Guys, I'm so sick of packing. Luckily, last night I ran out of boxes so I had a good excuse to sit on the sofa and watch Eternal Sunshine of the Spotless Mind for, and I am not kidding you, the third time this weekend. I don't know what it is about that movie, but I could watch it over and over and oh wait, I totally did that yesterday.

I don't really need that many more boxes. Maybe two. I can't really pack anything else anyway, because I kind of need to use the rest of the stuff I didn't pack yet. I had a minor setback yesterday, when Tamara led me to this site and I spent about two hours unpacking the boxes of books (all five of them, sorry in advance to the people helping me move) and inputting ISBN numbers into the Library Thing system (that is my list of books, well, most of them . . . one box was too heavy for me to carry from the living room to my bedroom so it'll have to wait . . . again, sorry in advance to the people helping me move). Anyway, I'm sorry, but that is awesome. Online library. AWESOME. Nerd alert. I'm just glad I'm not the only person who would shoot books directly into her veins if it were possible. I think the only things keeping me sane throughout the packing process are my short (ok, hour-long) breaks to read About a Boy. Ok, and then watch the movie because, you know . . . Hugh Grant . . . yum.

■ Entries provided:

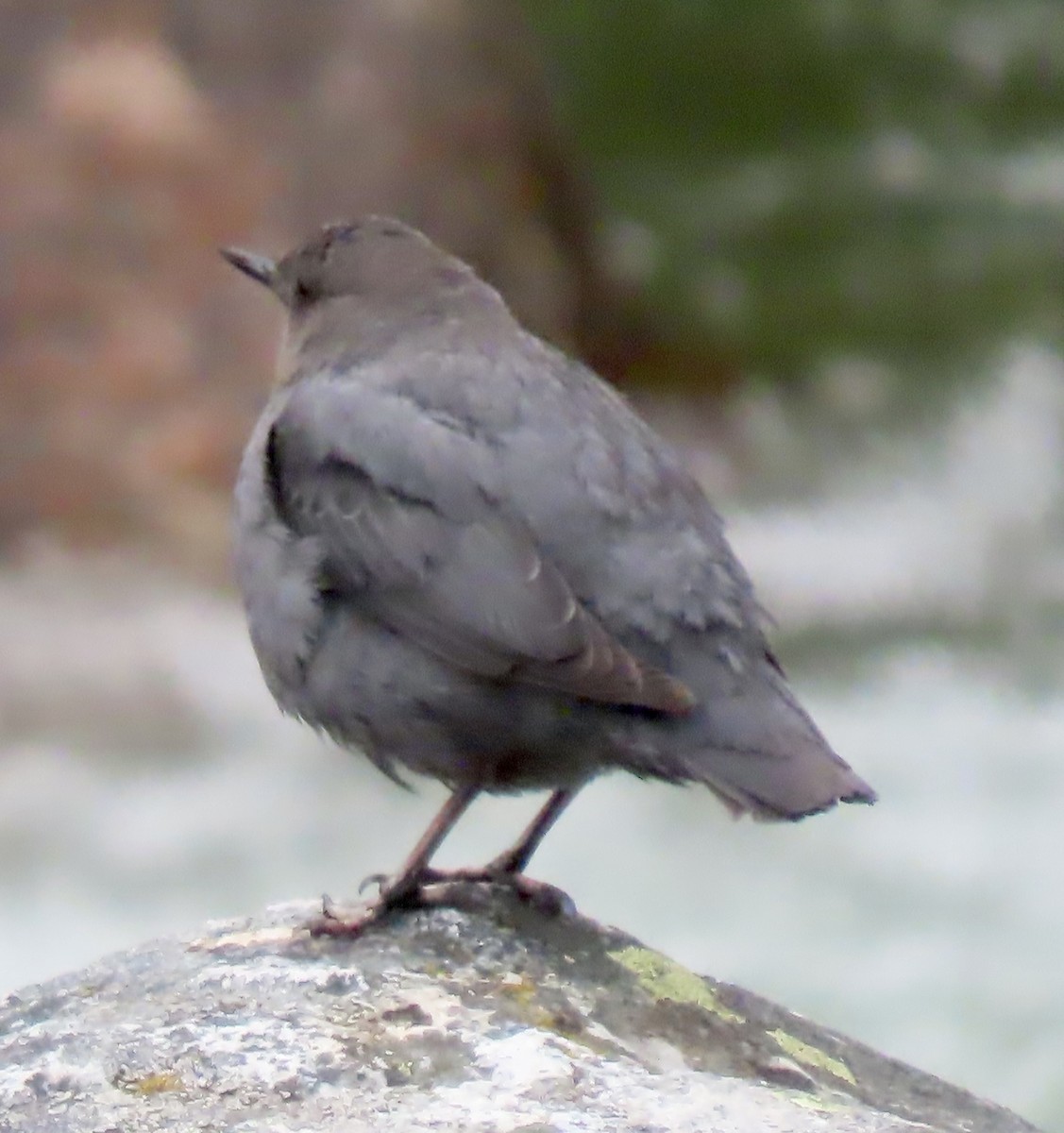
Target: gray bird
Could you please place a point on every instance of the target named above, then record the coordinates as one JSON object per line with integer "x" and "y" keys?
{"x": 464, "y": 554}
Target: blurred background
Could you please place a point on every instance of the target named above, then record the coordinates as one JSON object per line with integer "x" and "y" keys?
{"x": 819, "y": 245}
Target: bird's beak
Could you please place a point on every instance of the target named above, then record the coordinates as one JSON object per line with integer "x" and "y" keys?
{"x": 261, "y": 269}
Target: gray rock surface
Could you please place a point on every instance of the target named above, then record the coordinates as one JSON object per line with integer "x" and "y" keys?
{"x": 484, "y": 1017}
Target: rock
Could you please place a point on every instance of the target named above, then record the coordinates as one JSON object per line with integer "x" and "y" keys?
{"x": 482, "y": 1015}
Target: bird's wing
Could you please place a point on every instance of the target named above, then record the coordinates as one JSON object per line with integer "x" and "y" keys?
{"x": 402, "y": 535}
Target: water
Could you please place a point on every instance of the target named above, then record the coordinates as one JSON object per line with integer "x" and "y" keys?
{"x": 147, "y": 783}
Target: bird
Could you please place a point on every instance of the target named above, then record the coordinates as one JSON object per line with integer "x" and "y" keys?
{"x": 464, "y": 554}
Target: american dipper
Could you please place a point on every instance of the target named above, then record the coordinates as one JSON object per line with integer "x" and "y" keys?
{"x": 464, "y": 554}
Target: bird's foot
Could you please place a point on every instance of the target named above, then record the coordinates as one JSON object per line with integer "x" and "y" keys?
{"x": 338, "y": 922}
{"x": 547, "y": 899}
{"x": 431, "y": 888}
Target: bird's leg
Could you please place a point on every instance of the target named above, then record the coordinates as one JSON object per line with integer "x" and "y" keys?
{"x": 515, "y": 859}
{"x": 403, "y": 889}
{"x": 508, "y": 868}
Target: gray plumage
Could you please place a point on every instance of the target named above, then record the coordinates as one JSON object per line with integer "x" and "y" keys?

■ Work instructions:
(1) Decide whether each statement agrees with the post about packing, answering yes or no and quoting the words of the post that settle it: (a) The writer watched Eternal Sunshine of the Spotless Mind three times over the weekend. (b) The writer unpacked three boxes of books. (c) The writer's breaks to read About a Boy last about an hour.
(2) Carry on the post about packing, starting after its last sentence.
The records play no part in what is asked here.

■ Answers for this exercise:
(1)
(a) Yes: "the third time this weekend"
(b) No: "all five of them"
(c) Yes: "short (ok, hour-long) breaks"

(2)
Friday, April 14, 2006

I feel God in this Chili's tonight

How much do I love Pam and Jim? So much so that I have had to talk myself out of buying this shirt every day for the past two weeks. Add this to the amount of time I spend talking myself out of buying every shirt on this website (especially this one . . . and this one . . . OK, and this one, too*) and I haven't had much time for anything else. I love t-shirts, especially when they say something funny, and if I had my choice I wouldn't wear much else. Besides, you know, pants and stuff.

Also, this shirt is still available, in case anyone is interested. Hee. If you get one you can look just like me. In the shirtular area, anyway.

Sorry I've been all MIA and not very interesting lately. I'm moving next weekend, a move that, thanks to my current apartment complex, is turning out to be a total pain in the ass because they won't let me stay like . . . twelve more hours. Thank you, assholes, and no I will NOT be recommending you to my friends. Bastards.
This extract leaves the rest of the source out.